## [Supplied passage]
┌──

What’s the Next Step for Inclusive Playgrounds?

I congratulate all those who worked so hard to help make playgrounds accessible. Now that the major aspects of that fight have been written into Federal Code, what is the next step?Gametime 85297Gametime design #85297

I believe the focus should now turn to how playgrounds need to be designed and retrofitted to enhance inclusiveness. Frankly, while the ADA has been enacted, in my personal experience, I do not see a significant improvement in children of all abilities playing together. Wasn’t that the whole point? This situation isn’t helped by the trend of children in general going to playgrounds less and less.

I have a few ideas that I’d like to share but I’d like your thoughts on this issue before I expose too many ideas.

Questions for My Readers

As I continue to muse on the direction this blog should take I keep running into the same question, “What can we do to design better play settings for today’s kids and communities?”  To explore this let’s start with some basic propositions to see if these factors are part of the equation.

  • The quality of play is generally inversely proportional to the dollar investment made in the physical environment intended to support it.

└──

## [Rows from a pointing dataset]

┌──

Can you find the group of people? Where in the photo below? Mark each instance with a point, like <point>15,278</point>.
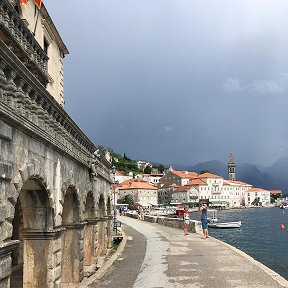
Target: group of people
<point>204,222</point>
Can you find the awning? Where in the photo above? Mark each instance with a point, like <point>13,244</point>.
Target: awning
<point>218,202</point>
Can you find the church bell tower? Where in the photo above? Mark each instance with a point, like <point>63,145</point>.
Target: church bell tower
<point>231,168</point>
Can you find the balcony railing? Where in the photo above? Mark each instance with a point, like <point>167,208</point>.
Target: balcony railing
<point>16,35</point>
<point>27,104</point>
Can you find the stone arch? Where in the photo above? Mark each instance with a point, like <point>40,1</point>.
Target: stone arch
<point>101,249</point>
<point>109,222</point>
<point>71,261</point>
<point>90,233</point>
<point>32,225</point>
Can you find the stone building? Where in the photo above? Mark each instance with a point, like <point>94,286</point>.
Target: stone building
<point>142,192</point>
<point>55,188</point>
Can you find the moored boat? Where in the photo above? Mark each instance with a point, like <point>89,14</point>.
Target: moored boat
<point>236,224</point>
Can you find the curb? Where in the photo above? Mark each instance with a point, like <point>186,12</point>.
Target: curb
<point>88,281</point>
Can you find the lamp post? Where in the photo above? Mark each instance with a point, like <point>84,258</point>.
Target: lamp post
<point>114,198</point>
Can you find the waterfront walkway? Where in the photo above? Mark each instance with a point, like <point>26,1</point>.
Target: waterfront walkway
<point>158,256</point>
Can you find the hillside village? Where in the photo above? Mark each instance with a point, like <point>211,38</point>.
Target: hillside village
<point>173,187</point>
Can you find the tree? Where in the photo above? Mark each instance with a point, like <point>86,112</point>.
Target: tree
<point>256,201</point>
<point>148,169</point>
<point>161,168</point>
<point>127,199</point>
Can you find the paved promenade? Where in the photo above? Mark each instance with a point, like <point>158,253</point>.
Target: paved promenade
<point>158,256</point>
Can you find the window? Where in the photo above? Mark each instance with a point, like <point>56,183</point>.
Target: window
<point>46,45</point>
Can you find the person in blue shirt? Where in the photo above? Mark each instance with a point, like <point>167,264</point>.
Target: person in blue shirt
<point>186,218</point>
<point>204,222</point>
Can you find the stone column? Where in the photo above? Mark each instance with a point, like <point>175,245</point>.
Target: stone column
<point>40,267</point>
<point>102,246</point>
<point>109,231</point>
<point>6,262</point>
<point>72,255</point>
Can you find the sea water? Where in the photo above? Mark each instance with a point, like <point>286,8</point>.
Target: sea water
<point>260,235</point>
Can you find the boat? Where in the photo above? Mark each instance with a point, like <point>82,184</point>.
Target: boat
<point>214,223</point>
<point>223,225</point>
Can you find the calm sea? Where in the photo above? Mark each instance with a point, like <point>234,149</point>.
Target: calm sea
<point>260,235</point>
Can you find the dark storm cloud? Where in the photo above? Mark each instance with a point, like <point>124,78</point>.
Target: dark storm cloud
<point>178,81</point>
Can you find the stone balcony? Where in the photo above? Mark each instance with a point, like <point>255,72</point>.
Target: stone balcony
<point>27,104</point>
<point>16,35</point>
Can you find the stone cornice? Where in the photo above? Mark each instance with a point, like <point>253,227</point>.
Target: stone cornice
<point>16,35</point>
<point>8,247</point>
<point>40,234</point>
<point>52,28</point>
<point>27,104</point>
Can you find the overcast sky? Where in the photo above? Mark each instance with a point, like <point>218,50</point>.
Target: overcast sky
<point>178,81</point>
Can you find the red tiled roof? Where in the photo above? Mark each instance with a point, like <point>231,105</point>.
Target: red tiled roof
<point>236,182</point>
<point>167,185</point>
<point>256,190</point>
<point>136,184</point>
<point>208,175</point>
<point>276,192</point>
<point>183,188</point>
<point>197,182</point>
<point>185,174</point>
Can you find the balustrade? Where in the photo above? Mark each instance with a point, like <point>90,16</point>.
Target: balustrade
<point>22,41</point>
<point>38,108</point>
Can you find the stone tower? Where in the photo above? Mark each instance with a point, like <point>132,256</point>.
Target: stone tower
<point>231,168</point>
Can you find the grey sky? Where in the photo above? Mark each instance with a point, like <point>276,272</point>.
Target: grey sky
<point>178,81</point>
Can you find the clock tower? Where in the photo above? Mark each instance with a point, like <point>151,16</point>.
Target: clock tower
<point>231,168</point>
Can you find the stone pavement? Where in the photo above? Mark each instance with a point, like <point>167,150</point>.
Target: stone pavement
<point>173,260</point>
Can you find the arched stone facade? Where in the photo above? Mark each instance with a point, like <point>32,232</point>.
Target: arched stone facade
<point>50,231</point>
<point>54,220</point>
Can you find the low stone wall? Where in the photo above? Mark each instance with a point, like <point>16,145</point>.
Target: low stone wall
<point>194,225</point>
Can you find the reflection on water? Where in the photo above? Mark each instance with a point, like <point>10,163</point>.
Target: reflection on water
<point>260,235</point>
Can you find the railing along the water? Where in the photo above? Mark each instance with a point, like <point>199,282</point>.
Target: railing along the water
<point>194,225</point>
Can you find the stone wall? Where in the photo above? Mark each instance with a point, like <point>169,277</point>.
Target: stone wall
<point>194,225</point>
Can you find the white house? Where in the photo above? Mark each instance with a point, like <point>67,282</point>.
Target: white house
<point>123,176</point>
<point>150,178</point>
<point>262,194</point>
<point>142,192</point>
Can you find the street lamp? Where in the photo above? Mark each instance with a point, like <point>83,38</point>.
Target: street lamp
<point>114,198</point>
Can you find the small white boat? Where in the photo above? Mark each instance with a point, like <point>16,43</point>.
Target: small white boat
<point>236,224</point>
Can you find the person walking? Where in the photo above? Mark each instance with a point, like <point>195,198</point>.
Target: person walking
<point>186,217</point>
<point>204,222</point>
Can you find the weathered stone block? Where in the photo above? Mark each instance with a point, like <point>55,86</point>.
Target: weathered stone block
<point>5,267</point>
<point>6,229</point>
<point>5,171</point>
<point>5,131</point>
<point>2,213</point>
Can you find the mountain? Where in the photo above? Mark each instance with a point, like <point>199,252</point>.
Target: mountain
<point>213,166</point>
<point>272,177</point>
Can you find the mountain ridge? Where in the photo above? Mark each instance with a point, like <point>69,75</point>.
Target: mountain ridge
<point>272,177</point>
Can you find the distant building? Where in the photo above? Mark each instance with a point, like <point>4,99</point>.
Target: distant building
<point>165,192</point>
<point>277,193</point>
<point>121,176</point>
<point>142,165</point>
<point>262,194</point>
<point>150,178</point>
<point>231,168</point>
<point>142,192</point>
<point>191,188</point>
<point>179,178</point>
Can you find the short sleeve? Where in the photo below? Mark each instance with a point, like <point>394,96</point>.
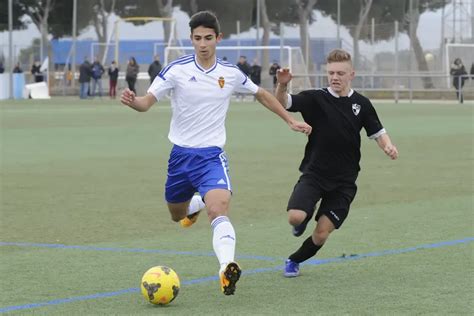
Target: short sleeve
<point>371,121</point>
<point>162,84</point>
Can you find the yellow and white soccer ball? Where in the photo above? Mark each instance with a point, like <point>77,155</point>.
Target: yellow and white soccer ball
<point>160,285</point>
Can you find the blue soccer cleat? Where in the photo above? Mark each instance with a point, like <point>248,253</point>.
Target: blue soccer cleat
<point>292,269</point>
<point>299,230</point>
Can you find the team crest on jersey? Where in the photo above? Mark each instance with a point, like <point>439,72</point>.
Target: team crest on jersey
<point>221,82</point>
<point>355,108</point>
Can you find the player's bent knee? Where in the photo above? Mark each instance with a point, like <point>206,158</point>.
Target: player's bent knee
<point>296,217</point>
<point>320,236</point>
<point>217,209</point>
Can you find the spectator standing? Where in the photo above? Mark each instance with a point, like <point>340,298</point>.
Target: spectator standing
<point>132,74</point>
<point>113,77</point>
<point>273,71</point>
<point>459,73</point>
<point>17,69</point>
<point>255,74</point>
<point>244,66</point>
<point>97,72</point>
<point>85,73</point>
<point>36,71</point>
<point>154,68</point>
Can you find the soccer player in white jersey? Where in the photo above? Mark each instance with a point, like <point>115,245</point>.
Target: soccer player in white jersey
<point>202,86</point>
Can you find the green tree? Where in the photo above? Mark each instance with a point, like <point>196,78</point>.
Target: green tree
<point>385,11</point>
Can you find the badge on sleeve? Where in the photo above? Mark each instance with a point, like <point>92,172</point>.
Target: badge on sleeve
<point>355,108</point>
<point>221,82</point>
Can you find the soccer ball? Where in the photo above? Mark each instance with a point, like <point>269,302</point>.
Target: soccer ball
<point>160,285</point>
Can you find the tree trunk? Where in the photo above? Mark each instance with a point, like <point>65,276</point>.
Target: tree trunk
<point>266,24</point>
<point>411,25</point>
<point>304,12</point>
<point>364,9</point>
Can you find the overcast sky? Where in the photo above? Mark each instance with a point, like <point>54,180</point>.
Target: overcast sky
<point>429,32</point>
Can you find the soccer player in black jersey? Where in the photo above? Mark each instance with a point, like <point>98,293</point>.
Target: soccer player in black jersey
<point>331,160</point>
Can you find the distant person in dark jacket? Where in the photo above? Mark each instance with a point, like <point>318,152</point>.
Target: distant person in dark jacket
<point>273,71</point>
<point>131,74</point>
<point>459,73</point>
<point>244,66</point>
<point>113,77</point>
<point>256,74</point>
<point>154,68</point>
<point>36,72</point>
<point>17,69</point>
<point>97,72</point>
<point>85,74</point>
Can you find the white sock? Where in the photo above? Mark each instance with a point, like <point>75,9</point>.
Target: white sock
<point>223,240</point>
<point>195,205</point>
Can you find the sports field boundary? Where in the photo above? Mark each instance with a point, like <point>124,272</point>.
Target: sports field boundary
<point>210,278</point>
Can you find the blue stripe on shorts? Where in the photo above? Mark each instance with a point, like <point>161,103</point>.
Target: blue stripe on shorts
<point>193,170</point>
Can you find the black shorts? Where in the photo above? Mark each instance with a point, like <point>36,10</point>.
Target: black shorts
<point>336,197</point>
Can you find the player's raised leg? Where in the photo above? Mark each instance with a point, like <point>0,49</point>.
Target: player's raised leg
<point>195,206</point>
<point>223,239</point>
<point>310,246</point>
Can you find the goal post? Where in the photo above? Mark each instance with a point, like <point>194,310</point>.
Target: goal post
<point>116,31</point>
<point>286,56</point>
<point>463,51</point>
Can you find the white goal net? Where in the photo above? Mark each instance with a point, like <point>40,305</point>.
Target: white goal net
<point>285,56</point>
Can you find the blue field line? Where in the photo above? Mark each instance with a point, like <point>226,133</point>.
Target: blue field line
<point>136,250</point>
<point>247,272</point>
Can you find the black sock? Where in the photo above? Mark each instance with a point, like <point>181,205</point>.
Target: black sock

└──

## [Problem set]
**A)** In the post on inclusive playgrounds, what trend among children in general does the writer say isn't helping the situation?
**B)** Pick up the inclusive playgrounds post after its last sentence and keep writing.

## [Responses for each task]
**A)** Children are going to playgrounds less and less.

**B)**
Typically the researchers measure the “quality” of a play episode by its duration, frequency and length of utterance and complexity of physical behaviors. Compare the play that occurs at a creek side, a playground and a theme park and you will see a spectrum of the quality going from very high to near zero play.  Why does this occur?  The basic difference in these environments is that the locus of action moves from the child to the environment.  At the creek the child is the center of their world and they initiate and control all of the activity.  The theme park is really not designed to be a place for play, rather the child is a passive consumer of an experience, as Martin Buber would say an “I-It” interaction, and virtually without any control over their experience.  Playgrounds are a middle ground where the child has choices such as which play event to use; yet many of the core experiences are still largely preprogramed.  I believe that some parents intuitively sense the value of allowing children more control and they often become advocates for “natural playgrounds” as a result.  The playground industry sees natural play as a market opportunity and has developed faux naturalistic elements. While these have their appeal a better solution is to use natural materials wherever possible even if these are modified to be more durable with heavy use.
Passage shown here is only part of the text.